§ **REQUEST A**
Copy the passage of the coral reef restoration article that starts at "They are currently" and ends at "in San Vicente.".
§ **REQUEST B**
According to the coral reef restoration article, which non-profit organization receives the donations that fully fund the group?
§ **REQUEST C**
List each site where the coral reef restoration article says large-size domes are being monitored, along with the number of domes at each.

§ **SELECTED EXTRACT**
━━━━━━━━━━
They start by conducting interviews in small coastal communities in Caramoan; they’ll meet with barangay captains and members to know their trash situation and to see if there’s a need for  coral reef restoration in the area. If they agree, they will partner with them and start doing community education events like film showings and seminars in different schools in their barangay. They teach kids as young as five years old about how they can keep their coral reefs healthy and the importance of living thoughtfully with the environment. They’ve already approached approximately 15 barangays in Caramoan.

“Education. Just really getting them up to speed on how the environment impacts their life and what they can practically do now to help save it.”

They have different partners and volunteers in the Philippines, particularly in Batangas, and are fully funded by donations sent to the non-profit organization, World Team Inc.,

Commitmment, Connection, and Cooperation

“It’s all connected. If people learn to live sustainably with the environment and then it benefits them, it also benefits the environment. So it’s essential, pwede naming iwasan ang mga tao and just do the forestation, pero kung hindi sila sumasang-ayon sa ginagawa namin at sisirain nila yung programa, hindi din magwo-work, so we have to work with the people and the environment together.”

They are currently monitoring 25 large-size domes for now; 12 are in Tugawe cove, 8 in Sitio Casay just beside Tugawe cove, and then a total of 5 in San Vicente.

“We focus right in Caramoan but we’re building our capacity to extend. We’d like to grow more in Camsur, Albay, and all of the other regions around.”

When asked what propels them to continue doing this: “Really it’s our commitment to God. Diyos ang nagbigay sa bawat isa sa atin ng tungkulin para alagaan ang kalikasan, and so when we’re working to help the environment, we’re really feeling that we’re doing what God wants us to do and everyone who joins with us feels that as well.”

Before meeting the two, I managed to equip myself with some knowledge about coral reefs and some technicalities about the matter for the interview, but our conversation turned rather enlightening and inspiring than just mere exchange of information. More than the need to gather material for my article, I felt their genuine concern and intention to better the livelihood in the area they’ve considered their home for 15 years. It was refreshing to know that there are still people out there who willingly go out of their way to help others, regardless of age, race, and nationality.

Coral reefs and faith in humanity, restored.
━━━━━━━━━━
Location identification entries:
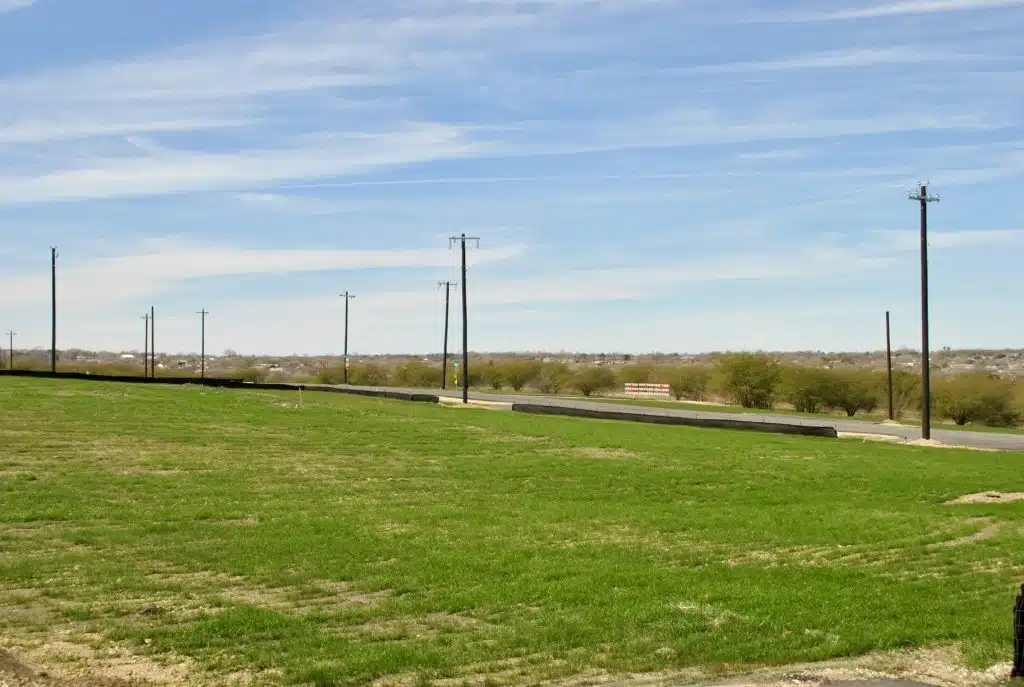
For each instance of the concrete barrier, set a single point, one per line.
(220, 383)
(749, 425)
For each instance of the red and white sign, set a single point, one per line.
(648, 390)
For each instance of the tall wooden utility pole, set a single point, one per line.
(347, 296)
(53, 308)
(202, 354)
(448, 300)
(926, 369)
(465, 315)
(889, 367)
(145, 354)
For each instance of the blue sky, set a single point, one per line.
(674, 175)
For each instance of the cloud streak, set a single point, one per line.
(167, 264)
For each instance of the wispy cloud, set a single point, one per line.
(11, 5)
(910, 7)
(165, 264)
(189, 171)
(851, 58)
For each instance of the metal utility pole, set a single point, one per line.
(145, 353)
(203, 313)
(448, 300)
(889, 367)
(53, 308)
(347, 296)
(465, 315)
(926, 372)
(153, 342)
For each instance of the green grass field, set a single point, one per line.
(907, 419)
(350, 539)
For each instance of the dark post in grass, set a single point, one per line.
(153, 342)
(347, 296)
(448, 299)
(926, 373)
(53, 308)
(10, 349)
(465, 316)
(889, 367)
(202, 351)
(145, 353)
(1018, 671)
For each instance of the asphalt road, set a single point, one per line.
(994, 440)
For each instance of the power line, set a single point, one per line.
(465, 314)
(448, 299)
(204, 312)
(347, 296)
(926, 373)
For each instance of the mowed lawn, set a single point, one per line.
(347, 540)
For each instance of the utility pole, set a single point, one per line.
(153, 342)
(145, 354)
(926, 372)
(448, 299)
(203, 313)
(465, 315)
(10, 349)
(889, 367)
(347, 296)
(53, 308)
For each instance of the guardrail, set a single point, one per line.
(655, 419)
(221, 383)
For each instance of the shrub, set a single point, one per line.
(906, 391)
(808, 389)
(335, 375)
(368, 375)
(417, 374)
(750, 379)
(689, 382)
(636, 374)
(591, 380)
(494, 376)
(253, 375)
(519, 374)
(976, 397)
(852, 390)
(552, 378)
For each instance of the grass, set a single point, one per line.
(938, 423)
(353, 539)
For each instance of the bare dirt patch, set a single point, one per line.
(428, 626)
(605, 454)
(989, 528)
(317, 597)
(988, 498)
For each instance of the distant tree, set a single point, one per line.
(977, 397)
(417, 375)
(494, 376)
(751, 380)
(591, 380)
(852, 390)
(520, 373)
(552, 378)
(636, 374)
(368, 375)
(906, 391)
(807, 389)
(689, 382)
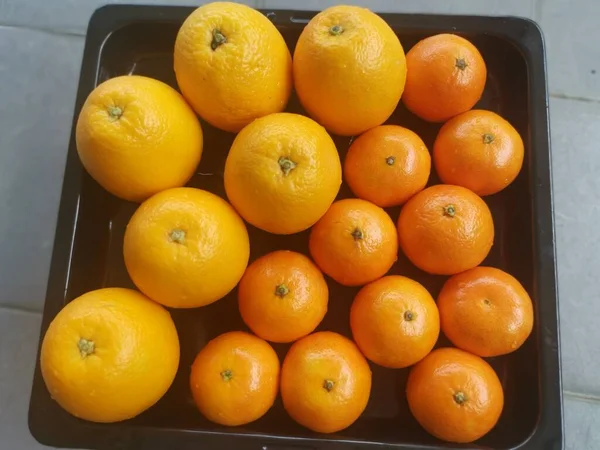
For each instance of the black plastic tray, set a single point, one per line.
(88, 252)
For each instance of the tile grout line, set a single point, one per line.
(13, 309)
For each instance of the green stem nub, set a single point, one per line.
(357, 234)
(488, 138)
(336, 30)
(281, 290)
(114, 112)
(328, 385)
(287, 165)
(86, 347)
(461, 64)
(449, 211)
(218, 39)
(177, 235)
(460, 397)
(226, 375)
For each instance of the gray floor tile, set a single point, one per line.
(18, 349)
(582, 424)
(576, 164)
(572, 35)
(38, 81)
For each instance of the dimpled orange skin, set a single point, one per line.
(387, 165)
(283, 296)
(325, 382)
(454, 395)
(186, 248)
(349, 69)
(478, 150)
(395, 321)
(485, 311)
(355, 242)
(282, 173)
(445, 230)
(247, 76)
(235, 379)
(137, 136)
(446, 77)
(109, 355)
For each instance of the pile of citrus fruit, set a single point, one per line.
━━━━━━━━━━
§ **OUTPUT A**
They are currently monitoring 25 large-size domes for now; 12 are in Tugawe cove, 8 in Sitio Casay just beside Tugawe cove, and then a total of 5 in San Vicente.

§ **OUTPUT B**
World Team Inc.

§ **OUTPUT C**
- Tugawe cove: 12
- Sitio Casay: 8
- San Vicente: 5